(A run of records)
BEGIN

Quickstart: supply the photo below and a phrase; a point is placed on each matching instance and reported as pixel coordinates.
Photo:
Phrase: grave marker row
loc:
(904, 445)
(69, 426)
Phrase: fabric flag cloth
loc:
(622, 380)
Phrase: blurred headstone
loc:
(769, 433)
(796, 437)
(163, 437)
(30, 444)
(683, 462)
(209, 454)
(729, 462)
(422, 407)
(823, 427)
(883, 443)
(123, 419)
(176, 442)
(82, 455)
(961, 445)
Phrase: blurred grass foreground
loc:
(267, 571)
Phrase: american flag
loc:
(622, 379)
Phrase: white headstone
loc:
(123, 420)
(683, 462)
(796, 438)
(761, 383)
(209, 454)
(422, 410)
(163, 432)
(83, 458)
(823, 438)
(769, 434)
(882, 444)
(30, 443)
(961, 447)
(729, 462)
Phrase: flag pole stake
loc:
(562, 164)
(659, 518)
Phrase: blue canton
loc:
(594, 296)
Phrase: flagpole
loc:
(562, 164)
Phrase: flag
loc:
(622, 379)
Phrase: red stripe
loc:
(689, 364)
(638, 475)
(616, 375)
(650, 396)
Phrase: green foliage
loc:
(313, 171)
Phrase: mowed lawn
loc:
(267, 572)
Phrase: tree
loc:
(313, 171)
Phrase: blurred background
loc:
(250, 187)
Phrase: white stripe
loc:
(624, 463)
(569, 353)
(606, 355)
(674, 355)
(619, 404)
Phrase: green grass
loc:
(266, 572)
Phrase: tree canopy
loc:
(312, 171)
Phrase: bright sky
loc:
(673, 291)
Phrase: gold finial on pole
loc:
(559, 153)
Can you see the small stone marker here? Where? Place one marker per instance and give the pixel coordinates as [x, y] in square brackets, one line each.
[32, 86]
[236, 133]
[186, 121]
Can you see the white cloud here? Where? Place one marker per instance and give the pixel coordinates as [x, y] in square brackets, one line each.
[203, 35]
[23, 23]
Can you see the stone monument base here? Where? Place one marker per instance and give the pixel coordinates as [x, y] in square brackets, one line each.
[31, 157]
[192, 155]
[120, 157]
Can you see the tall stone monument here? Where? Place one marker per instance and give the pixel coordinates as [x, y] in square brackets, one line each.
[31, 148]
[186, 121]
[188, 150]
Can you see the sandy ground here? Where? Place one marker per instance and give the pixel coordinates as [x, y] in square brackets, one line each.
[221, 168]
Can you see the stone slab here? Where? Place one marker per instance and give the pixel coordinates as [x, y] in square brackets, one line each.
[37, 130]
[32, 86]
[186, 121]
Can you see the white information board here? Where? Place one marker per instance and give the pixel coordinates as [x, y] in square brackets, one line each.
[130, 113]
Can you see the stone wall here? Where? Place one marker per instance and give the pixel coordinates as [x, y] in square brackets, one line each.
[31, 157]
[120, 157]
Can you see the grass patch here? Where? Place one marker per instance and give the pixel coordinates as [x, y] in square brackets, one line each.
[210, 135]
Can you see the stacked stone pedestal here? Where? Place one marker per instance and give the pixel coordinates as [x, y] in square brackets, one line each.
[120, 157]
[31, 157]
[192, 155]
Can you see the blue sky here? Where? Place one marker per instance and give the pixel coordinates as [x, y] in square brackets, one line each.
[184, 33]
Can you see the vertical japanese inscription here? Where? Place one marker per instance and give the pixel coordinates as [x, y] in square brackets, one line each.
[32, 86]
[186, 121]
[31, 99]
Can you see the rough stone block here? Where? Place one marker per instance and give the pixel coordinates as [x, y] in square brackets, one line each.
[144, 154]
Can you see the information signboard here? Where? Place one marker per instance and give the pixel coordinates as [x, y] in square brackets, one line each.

END

Exercise task: Write out the material exactly as given.

Solution for this exercise:
Quickstart: supply the photo below and a phrase; a point is placed on each matching instance and reported as pixel coordinates.
Photo:
Phrase: grave marker row
loc:
(904, 445)
(69, 426)
Phrase: fabric flag cloth
loc:
(622, 380)
Phrase: blurred headstone
loc:
(769, 433)
(796, 437)
(163, 437)
(30, 444)
(683, 462)
(209, 454)
(729, 462)
(422, 407)
(823, 427)
(883, 443)
(123, 419)
(176, 442)
(82, 455)
(961, 445)
Phrase: blurred grass foreground
loc:
(267, 571)
Phrase: american flag
loc:
(622, 379)
Phrase: white headstone
loc:
(123, 420)
(683, 462)
(796, 438)
(761, 383)
(209, 454)
(422, 410)
(163, 432)
(83, 458)
(823, 438)
(769, 434)
(882, 444)
(30, 443)
(961, 447)
(729, 462)
Phrase: flag pole stake
loc:
(562, 164)
(659, 518)
Phrase: blue canton
loc:
(594, 296)
Phrase: flagpole
loc:
(562, 164)
Phrase: flag
loc:
(622, 379)
Phrase: red stripe
loc:
(689, 364)
(638, 475)
(616, 375)
(650, 396)
Phrase: green foliage
loc:
(313, 171)
Phrase: mowed lawn
loc:
(267, 572)
Phrase: tree
loc:
(313, 171)
Phrase: blurred background
loc:
(250, 187)
Phrase: white stripe
loc:
(624, 463)
(569, 353)
(606, 355)
(674, 355)
(619, 404)
Phrase: green grass
loc:
(266, 572)
Phrase: tree canopy
loc:
(312, 171)
Phrase: bright sky
loc:
(673, 291)
Phrase: gold finial on pole
loc:
(559, 153)
Can you see the small stone marker here? Where? Place one marker per instance and give the pixel coordinates as [x, y] in square brackets, one line each.
[32, 86]
[236, 133]
[186, 121]
Can you see the white cloud here? Where? Place one marker per instance and give the pixel coordinates as [x, y] in square brackets, one line each.
[203, 35]
[23, 23]
Can you see the stone monument base here? Where? Place one marker per instance and give the pixel coordinates as [x, y] in square brackets, one line each.
[31, 157]
[192, 155]
[120, 157]
Can you see the tall stone monument here? Where? Place one marker per instance and give the pixel coordinates as [x, y] in square brackets, one line each.
[31, 148]
[186, 121]
[188, 150]
Can you see the sandy ground here? Where? Place one marker per instance and give the pixel coordinates as [x, y] in square brackets, one line each.
[221, 168]
Can you see the stone slab here? Where? Place one marker per instance and give the pixel coordinates as [x, y] in square brackets, one line each.
[37, 130]
[32, 86]
[186, 121]
Can you see the white information board here? Where? Place one marker per instance and give the pixel coordinates as [x, y] in square brackets, one line each.
[130, 113]
Can you see the stone wall here? Where? Place one marker per instance and give the pixel coordinates as [x, y] in square brackets, one line each.
[31, 157]
[120, 157]
Can you see the grass patch here? Where? Place one marker per instance and give the pixel coordinates as [x, y] in square brackets, one line each.
[210, 135]
Can you see the stacked stone pedestal here? Where? Place one marker per instance and give the pixel coordinates as [x, y] in square brackets, one line each.
[120, 157]
[31, 157]
[192, 155]
Can you see the blue sky here? Where? Place one marker per instance and give the pixel coordinates as [x, y] in square brackets, one line each.
[184, 33]
Can you see the vertical japanese inscription here? Where? Place one marker per instance and give the pixel coordinates as [x, y] in square brackets, one line each.
[32, 86]
[186, 121]
[31, 99]
Can you see the rough stone block here? Where? Place one marker per instance and give the pixel coordinates as [x, y] in square brackets, one line each.
[144, 154]
Can you see the information signboard here? Where? Place one marker per instance and give the pixel coordinates as [x, y] in square brackets, one line each.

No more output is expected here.